- **EXERCISE INPUT**:
(begin)
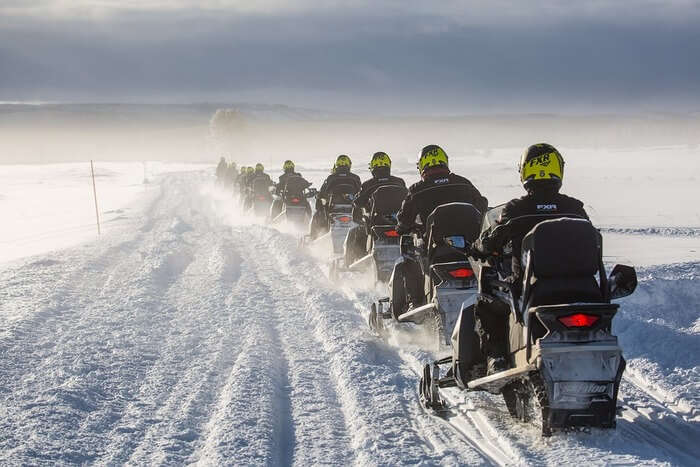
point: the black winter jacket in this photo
(439, 187)
(336, 179)
(369, 187)
(547, 202)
(end)
- **DESCRIPTION OF THE TASK**: Pick out each line of the rows above that contains the word "photo" and copy it.

- **WORKED SOLUTION**:
point: the black winter jacket in this photo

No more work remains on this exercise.